• **Exercise**
Needed from the entries below: every line that holds the word "pairs".

• **Dataset content**
---

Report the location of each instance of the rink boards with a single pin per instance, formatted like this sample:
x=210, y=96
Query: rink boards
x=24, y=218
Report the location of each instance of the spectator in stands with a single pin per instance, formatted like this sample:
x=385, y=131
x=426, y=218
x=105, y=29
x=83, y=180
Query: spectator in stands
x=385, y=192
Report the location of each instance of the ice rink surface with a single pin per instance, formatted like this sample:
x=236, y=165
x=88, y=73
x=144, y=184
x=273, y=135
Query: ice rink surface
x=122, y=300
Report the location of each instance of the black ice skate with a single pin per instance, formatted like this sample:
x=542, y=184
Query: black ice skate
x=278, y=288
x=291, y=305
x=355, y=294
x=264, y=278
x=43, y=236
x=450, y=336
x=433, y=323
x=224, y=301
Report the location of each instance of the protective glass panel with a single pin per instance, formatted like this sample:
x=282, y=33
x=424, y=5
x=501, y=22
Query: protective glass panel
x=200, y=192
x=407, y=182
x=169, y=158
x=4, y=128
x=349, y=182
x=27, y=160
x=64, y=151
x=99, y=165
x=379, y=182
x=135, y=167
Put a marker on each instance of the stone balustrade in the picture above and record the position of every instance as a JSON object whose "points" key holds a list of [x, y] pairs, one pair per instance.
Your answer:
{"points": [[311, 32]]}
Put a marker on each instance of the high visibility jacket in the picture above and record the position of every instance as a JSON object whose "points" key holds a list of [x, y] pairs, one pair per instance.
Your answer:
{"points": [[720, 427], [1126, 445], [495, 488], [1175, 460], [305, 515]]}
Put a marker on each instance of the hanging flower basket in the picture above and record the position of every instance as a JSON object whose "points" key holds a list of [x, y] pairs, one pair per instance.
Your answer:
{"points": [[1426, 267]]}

---

• **Solution for this task**
Put a marker on each instance of the stone balustrade in the picture above and record the position of every instance as a JSON object whose "points" key holds a list of [x, y] pairs, one pair per instance.
Put a marker on each instance of the high visibility jacket in the picture above and record the position of every instance as a JSON object whose "points" key holds a list of [x, y] pairs, one pair per instance.
Put a marker on each instance of the hanging flower basket in the picture above and record the position of every instance as a JSON object whose "points" key holds a list of [x, y] pairs, one pair per instance.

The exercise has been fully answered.